» **요구 사항**
"[mark] region of lamp post"이 들어 있는 줄부터 기록의 마지막 줄까지 그 줄들만 다시 쓰십시오. 이때 "snow ridge" 자리에 "snowy ridge" 표현을 넣고, 나머지는 모두 그대로 두십시오.

» **제공 자료**
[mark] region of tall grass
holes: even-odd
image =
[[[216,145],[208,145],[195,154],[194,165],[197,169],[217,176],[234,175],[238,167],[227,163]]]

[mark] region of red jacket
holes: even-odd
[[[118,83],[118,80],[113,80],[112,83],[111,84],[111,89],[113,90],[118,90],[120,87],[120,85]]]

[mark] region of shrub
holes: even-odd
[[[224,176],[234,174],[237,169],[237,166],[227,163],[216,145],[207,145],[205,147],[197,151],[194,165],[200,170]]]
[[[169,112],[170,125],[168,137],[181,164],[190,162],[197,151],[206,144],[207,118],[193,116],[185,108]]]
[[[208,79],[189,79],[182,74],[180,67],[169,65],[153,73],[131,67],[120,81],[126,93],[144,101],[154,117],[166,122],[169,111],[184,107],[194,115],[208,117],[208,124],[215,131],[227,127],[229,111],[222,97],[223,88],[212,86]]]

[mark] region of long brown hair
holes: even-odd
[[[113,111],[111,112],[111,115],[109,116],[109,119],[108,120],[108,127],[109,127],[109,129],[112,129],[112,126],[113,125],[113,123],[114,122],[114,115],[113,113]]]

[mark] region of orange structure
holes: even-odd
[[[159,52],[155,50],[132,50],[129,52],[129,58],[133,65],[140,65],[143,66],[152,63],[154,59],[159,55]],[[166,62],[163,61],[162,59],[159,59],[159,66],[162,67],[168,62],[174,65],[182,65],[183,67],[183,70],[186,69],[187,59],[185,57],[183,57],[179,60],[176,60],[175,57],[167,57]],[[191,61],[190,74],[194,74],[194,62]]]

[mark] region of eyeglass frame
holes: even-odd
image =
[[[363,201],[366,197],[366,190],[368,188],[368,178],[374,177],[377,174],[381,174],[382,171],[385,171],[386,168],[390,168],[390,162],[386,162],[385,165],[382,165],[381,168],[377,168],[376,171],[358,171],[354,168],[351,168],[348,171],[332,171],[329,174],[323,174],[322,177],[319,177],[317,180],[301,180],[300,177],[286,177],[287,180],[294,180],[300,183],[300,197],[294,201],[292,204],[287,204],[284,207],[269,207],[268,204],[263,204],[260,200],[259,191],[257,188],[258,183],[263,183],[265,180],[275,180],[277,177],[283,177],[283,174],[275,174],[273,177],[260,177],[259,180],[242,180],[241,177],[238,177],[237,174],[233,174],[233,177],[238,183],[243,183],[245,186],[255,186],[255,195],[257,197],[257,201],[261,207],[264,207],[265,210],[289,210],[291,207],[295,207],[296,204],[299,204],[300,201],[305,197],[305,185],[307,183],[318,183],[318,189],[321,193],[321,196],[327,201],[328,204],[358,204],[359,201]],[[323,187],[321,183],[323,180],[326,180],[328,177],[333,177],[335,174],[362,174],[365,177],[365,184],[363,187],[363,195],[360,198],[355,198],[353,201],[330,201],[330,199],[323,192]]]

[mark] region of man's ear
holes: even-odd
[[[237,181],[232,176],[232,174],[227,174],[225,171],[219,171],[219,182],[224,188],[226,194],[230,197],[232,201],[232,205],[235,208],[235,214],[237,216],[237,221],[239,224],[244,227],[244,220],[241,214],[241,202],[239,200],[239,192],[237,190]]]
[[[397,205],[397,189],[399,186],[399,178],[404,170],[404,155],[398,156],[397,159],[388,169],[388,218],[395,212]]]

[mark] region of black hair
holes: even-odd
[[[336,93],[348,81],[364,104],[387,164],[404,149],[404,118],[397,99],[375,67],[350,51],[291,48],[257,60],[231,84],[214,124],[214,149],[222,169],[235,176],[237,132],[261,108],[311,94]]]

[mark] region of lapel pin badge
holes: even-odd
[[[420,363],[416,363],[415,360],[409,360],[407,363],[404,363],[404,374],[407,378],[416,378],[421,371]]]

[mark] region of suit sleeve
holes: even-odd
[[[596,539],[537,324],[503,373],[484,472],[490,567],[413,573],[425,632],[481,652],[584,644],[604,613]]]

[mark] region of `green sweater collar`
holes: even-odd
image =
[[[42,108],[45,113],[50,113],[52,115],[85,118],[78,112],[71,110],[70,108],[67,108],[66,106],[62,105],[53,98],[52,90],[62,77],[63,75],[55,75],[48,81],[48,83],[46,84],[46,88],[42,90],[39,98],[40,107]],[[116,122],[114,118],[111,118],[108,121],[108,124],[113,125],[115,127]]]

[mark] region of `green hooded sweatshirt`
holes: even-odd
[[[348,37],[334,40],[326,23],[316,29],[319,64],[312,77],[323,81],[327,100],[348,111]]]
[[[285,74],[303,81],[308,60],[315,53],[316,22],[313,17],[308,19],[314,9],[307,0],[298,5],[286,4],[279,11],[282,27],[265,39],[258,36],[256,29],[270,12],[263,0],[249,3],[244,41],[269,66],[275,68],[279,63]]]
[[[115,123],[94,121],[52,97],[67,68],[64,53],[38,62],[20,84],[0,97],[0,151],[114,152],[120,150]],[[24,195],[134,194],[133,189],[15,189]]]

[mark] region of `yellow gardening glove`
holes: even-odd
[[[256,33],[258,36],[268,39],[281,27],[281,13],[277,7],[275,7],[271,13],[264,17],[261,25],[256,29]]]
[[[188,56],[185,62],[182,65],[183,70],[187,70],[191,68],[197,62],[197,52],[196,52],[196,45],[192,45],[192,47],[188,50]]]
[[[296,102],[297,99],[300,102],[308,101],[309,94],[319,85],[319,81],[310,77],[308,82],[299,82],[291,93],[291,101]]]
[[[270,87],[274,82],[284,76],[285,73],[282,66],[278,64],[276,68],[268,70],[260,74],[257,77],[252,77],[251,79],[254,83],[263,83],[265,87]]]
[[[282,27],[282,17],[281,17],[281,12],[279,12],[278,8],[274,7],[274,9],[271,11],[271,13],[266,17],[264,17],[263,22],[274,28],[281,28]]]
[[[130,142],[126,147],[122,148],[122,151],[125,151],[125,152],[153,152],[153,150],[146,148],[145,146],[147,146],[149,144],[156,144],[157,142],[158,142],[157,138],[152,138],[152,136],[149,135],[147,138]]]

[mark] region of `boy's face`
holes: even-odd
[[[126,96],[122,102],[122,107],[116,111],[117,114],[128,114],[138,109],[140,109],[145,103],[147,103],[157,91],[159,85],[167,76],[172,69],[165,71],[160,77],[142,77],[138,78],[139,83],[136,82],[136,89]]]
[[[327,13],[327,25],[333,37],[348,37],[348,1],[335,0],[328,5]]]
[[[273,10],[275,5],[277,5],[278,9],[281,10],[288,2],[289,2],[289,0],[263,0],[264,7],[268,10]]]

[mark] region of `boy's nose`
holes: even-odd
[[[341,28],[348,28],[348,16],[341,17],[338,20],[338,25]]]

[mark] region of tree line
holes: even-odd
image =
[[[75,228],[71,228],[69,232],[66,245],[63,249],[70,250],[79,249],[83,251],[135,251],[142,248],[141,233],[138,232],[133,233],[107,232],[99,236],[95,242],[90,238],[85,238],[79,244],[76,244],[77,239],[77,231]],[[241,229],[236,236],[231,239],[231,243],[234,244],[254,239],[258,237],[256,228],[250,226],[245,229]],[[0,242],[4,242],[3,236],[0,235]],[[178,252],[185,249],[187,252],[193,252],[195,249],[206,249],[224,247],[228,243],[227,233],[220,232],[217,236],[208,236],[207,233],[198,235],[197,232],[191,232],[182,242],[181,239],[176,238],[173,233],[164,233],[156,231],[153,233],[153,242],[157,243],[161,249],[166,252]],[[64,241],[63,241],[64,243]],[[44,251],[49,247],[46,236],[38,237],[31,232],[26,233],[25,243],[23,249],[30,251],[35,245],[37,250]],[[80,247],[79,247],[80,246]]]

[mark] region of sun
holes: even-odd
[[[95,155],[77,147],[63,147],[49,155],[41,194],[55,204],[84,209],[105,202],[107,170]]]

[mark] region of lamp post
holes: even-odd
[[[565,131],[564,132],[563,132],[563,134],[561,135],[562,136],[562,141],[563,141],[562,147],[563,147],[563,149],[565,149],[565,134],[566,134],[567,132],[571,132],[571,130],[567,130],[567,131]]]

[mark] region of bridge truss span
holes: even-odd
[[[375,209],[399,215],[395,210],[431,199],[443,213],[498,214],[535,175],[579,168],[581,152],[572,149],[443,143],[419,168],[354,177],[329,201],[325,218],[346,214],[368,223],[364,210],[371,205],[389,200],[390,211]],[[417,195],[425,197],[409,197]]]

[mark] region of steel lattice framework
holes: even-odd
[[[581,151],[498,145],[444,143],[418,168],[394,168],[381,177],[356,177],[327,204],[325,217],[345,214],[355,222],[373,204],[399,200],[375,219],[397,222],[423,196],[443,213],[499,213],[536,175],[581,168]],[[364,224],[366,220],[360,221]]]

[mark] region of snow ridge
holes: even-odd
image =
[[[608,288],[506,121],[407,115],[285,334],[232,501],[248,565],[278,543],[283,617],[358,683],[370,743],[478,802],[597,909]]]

» **문제 풀이**
[mark] region of lamp post
holes: even-odd
[[[565,131],[564,132],[563,132],[563,134],[561,135],[562,136],[562,141],[563,141],[562,147],[563,147],[563,149],[565,149],[565,134],[566,134],[567,132],[571,132],[571,130],[567,130],[567,131]]]

[mark] region of bridge truss span
holes: even-odd
[[[375,209],[399,215],[395,210],[431,199],[443,213],[498,214],[535,175],[579,168],[581,152],[572,149],[443,143],[419,168],[354,177],[329,201],[325,218],[346,214],[368,223],[364,210],[371,205],[389,200],[390,211]],[[417,195],[425,197],[409,197]]]

[mark] region of steel lattice framework
holes: even-odd
[[[581,151],[498,145],[444,143],[418,168],[394,168],[381,177],[356,177],[327,204],[325,217],[345,214],[355,222],[373,204],[399,200],[375,219],[397,222],[423,196],[443,213],[499,213],[536,175],[581,168]],[[364,224],[366,220],[360,221]]]

[mark] region of snowy ridge
holes: even-odd
image =
[[[608,288],[506,121],[407,115],[285,334],[232,501],[248,565],[278,543],[283,617],[358,683],[370,743],[478,802],[597,909]]]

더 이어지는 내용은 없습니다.